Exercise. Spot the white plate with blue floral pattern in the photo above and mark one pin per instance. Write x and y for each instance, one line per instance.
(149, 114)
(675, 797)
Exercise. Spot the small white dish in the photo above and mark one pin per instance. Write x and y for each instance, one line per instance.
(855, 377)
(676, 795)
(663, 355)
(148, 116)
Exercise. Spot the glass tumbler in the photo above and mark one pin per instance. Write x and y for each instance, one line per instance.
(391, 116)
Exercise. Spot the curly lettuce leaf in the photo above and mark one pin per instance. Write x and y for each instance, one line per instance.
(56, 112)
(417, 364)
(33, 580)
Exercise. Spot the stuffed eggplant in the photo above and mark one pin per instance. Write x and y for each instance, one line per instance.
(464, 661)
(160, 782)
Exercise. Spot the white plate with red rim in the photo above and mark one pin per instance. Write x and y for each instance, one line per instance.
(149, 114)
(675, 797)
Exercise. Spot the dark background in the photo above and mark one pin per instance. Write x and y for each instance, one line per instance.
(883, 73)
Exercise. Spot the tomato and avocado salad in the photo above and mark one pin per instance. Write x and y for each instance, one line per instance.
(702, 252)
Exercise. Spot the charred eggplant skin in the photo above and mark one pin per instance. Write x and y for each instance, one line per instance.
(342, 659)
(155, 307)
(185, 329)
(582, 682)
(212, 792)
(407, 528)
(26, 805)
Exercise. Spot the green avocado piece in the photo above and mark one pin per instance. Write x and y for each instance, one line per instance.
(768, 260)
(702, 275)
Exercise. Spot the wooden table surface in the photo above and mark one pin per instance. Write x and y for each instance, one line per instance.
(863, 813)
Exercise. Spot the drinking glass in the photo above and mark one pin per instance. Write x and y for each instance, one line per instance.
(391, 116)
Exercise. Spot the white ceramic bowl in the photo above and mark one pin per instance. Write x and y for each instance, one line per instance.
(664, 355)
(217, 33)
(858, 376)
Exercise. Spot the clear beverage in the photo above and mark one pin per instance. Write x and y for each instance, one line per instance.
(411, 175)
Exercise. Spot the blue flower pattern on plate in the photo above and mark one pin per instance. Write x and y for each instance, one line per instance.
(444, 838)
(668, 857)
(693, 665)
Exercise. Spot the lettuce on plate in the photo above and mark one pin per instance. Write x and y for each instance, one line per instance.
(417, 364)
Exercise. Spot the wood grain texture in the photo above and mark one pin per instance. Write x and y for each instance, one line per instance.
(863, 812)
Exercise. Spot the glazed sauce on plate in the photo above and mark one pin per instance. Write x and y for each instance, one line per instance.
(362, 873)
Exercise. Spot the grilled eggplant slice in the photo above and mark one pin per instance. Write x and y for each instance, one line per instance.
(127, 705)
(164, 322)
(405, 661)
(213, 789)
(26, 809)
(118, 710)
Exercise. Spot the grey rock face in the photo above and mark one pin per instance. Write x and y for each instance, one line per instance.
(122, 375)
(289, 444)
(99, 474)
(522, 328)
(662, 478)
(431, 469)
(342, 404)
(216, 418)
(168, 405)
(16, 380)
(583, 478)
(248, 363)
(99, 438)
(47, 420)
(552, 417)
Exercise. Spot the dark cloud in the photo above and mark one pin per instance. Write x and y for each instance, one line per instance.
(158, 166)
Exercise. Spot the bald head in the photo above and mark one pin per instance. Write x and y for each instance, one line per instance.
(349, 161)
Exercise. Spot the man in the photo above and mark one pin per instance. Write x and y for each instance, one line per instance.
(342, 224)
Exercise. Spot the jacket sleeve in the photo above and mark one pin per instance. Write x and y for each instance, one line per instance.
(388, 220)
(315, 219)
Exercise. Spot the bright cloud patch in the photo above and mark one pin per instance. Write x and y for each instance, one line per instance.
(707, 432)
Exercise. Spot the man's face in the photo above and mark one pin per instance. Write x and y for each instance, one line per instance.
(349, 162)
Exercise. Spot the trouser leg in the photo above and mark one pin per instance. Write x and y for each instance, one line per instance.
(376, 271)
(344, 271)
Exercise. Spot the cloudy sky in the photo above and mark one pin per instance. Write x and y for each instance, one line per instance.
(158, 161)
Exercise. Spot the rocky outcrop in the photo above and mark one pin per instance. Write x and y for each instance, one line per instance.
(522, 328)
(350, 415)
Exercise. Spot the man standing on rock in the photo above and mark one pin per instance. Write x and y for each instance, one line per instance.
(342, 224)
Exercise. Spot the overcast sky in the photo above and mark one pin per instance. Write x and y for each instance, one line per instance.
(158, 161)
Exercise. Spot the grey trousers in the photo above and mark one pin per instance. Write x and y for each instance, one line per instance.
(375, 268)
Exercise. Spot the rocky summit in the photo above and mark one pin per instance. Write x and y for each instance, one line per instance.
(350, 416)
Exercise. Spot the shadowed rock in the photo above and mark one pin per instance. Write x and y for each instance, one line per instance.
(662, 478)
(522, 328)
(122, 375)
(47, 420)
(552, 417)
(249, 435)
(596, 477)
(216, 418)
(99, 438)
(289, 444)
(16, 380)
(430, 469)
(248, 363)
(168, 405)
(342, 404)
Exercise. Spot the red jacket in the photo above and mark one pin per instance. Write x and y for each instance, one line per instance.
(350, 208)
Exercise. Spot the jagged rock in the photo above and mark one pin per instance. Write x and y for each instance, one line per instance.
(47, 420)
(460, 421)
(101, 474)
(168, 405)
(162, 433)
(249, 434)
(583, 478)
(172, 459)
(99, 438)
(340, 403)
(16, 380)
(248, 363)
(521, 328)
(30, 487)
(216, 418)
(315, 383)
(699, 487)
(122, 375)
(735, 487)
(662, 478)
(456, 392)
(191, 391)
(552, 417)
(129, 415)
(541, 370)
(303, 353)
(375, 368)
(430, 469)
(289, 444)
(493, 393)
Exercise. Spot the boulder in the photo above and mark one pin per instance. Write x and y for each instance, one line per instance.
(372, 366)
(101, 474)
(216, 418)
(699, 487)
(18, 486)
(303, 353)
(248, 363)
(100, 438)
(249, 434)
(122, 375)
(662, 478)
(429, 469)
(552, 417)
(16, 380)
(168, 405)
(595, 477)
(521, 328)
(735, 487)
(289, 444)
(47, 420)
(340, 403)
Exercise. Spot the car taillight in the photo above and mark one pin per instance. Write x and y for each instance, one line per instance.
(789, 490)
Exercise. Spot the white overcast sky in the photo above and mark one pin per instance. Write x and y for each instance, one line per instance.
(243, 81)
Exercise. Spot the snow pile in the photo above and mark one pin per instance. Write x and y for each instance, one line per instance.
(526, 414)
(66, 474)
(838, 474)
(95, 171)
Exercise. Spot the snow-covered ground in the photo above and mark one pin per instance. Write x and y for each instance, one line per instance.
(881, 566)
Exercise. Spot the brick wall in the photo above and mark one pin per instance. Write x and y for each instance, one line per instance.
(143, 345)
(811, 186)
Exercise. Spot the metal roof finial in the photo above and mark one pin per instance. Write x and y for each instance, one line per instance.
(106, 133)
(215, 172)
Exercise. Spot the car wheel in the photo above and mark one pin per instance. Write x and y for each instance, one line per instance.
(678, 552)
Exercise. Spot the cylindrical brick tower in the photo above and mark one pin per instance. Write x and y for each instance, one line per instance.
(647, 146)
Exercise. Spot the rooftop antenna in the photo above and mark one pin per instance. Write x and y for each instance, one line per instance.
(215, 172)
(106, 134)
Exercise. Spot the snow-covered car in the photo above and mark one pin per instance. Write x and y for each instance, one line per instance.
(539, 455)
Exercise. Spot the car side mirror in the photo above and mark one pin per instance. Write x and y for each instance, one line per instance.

▶ [WHAT THE EXERCISE ASKS]: Print all the lines exactly as they occur in the listing.

▶ [TASK RESULT]:
Exercise. Spot the white plate with blue floral pattern in the photo above and mark one pin per instance. Write x and y for each instance, one line per instance.
(149, 114)
(675, 797)
Exercise. Spot the small white dish in the photo above and mark one pin per instance. Write x and y for each instance, one line per instance.
(855, 377)
(676, 795)
(663, 355)
(148, 116)
Exercise. Spot the glass tumbler in the photo above and mark one pin per instance. Write x and y for each instance, one line per instance.
(391, 116)
Exercise. Spot the curly lettuce leaf in the photo above and mark one pin per instance. Write x and y for each instance, one line per instance.
(56, 112)
(417, 364)
(33, 580)
Exercise. Spot the stuffed eggplant in the photo above and mark one pin per instance. Write x and y for each instance, one line per instance.
(464, 661)
(160, 782)
Exercise. Spot the white plate with red rim in the photo above and mark one pin per instance. Write x and y for each instance, one line per instance.
(149, 114)
(675, 797)
Exercise. Spot the dark background in the photo above and mark one pin per instance. Write x and y for each instance, one line per instance.
(883, 73)
Exercise. Spot the tomato and avocado salad in the photo above and mark one pin per instance. Write x and y for each instance, one line per instance.
(702, 252)
Exercise. Spot the charred eggplant skin in the photo above and mark one pin per instance. Write x and y for each instance, one line per instance.
(342, 659)
(155, 307)
(185, 329)
(582, 682)
(212, 792)
(407, 528)
(26, 805)
Exercise. Spot the green avocado piece in the photo above and mark one pin per instance. Write x and y for each instance, one line per instance.
(768, 260)
(702, 275)
Exercise. Spot the wooden table surface in the photo above and mark one pin per instance. Write x and y for each instance, one line per instance.
(863, 813)
Exercise. Spot the drinking glass in the photo above and mark one pin per instance. Write x and y for each instance, one line per instance.
(391, 116)
Exercise. Spot the white ceramic bowl in the photo above and mark one pin per instance. Write x and y for each instance, one line per instance.
(664, 355)
(217, 33)
(858, 376)
Exercise. Spot the clear beverage in the photo above and mark one pin per instance. Write x and y for each instance, one line per instance.
(411, 175)
Exercise. Spot the blue flower pattern on plate in the photo above and mark one pin per instance. Write x and y for each instance, one line per instance.
(444, 838)
(668, 857)
(693, 665)
Exercise. Spot the lettuce on plate in the photo above and mark one pin per instance. Write x and y for each instance, one line per instance.
(417, 364)
Exercise. Spot the wood grain texture in the photo above and mark one pin per instance. Write x and y for each instance, one line per instance.
(863, 812)
Exercise. Spot the glazed sauce on plate in the photo above and mark one pin per instance. Write x and y for each instance, one line per instance.
(362, 873)
Exercise. Spot the grilled eggplant slice in the photo above and mark one pin per instance. Write x and y for each instance, one line per instance.
(127, 705)
(164, 322)
(405, 661)
(213, 789)
(26, 809)
(118, 710)
Exercise. Spot the grey rock face in the photo above and mark one pin per instance. Write x and y for each instance, one line per instance.
(122, 375)
(289, 444)
(99, 474)
(522, 328)
(662, 478)
(431, 469)
(342, 404)
(216, 418)
(168, 405)
(16, 380)
(583, 478)
(248, 363)
(99, 438)
(47, 420)
(552, 417)
Exercise. Spot the dark cloud in the photo above and mark one pin per instance. Write x and y for each instance, one line per instance.
(158, 166)
Exercise. Spot the bald head in the photo above and mark one pin per instance. Write x and y for each instance, one line per instance.
(349, 161)
Exercise. Spot the man in the photo above and mark one pin per instance. Write x and y for each instance, one line per instance.
(342, 224)
Exercise. Spot the jacket sleeve in the photo above and mark one pin per instance. Write x and y for each instance, one line per instance.
(388, 220)
(315, 219)
Exercise. Spot the bright cloud patch in the photo above and mark one pin per instance. Write x and y for each instance, one line per instance.
(707, 432)
Exercise. Spot the man's face in the photo above and mark one pin per instance. Write x and y for each instance, one line per instance.
(349, 162)
Exercise. Spot the trouser leg in the photo above and mark one pin per instance. Write x and y for each instance, one line per instance.
(376, 271)
(344, 271)
Exercise. Spot the cloudy sky in the photo above and mark one pin per instance. Write x and y for each instance, one line per instance.
(158, 161)
Exercise. Spot the rocky outcrop in the photo above and mark one pin per instance. Write x and y for each instance, one line per instance.
(522, 328)
(350, 415)
Exercise. Spot the man standing on rock in the photo above and mark one pin per instance. Write x and y for each instance, one line per instance.
(342, 224)
Exercise. Spot the overcast sky in the photo above and mark one pin per instance. Write x and y for each instance, one line per instance.
(158, 161)
Exercise. Spot the grey trousers in the photo above and mark one pin per instance. Write x and y for each instance, one line per instance.
(375, 268)
Exercise. Spot the rocky summit in the photo above and mark one pin per instance. Write x and y for each instance, one line per instance.
(350, 416)
Exercise. Spot the shadowed rock in the photo above and mark one pin per instance. Write x and y for each instance, one line per instance.
(662, 478)
(522, 328)
(122, 375)
(47, 420)
(552, 417)
(249, 435)
(596, 477)
(216, 418)
(99, 438)
(289, 444)
(16, 380)
(430, 469)
(248, 363)
(168, 405)
(342, 404)
Exercise. Spot the red jacket in the photo above and mark one pin per instance. Write x and y for each instance, one line per instance.
(350, 208)
Exercise. Spot the jagged rock in the photo above and mark one pin per instance. Write x and y for each instance, one line per instance.
(47, 420)
(460, 421)
(101, 474)
(168, 405)
(162, 433)
(249, 434)
(583, 478)
(172, 459)
(99, 438)
(340, 403)
(16, 380)
(248, 363)
(521, 328)
(30, 487)
(216, 418)
(315, 383)
(699, 487)
(122, 375)
(735, 487)
(662, 478)
(456, 392)
(191, 391)
(552, 417)
(129, 415)
(541, 370)
(303, 353)
(375, 368)
(430, 469)
(289, 444)
(493, 393)
Exercise. Spot the boulder in the photo above and mark one pin per instance. Write x and y for each instance, one line per instance.
(372, 366)
(101, 474)
(216, 418)
(699, 487)
(18, 486)
(303, 353)
(248, 363)
(100, 438)
(249, 434)
(122, 375)
(662, 478)
(429, 469)
(552, 417)
(16, 380)
(168, 405)
(595, 477)
(521, 328)
(735, 487)
(289, 444)
(47, 420)
(340, 403)
Exercise. Spot the car taillight in the photo above and mark one pin per instance. Write x and y for each instance, one line per instance.
(789, 490)
Exercise. Spot the white overcast sky in the photo above and mark one pin per instance. Write x and y for each instance, one line per instance.
(243, 81)
Exercise. Spot the snow pile in the photo above and mark one pin per instance. Write x and y for each instance, one line per instance.
(526, 414)
(66, 474)
(838, 474)
(95, 171)
Exercise. Spot the snow-covered ground in the photo above and mark one pin per instance. Write x and y for each instance, one line per instance.
(881, 566)
Exercise. Spot the brick wall in the photo above and mark one pin per instance. Write x and y for each instance, one line per instance.
(143, 345)
(811, 186)
Exercise. Spot the metal roof finial in the photo above and mark one pin per instance. Write x and y for each instance, one line per instance.
(106, 133)
(215, 172)
Exercise. Spot the car wheel in the photo above and mark one pin per instance. Write x and y for each instance, one line per instance.
(678, 552)
Exercise. Spot the cylindrical brick tower in the photo above and mark one pin per instance. Write x and y for each instance, one line per instance.
(647, 146)
Exercise. Spot the rooftop antenna in the photo above and mark one pin per instance. Write x and y for each instance, one line per instance.
(215, 172)
(106, 134)
Exercise. Spot the snow-covered car in the photo above and mark one pin per instance. Write x and y for each instance, one line per instance.
(539, 455)
Exercise. Spot the car side mirror in the photo above and mark one pin per instance. Write x and y for each instance, one line per instance.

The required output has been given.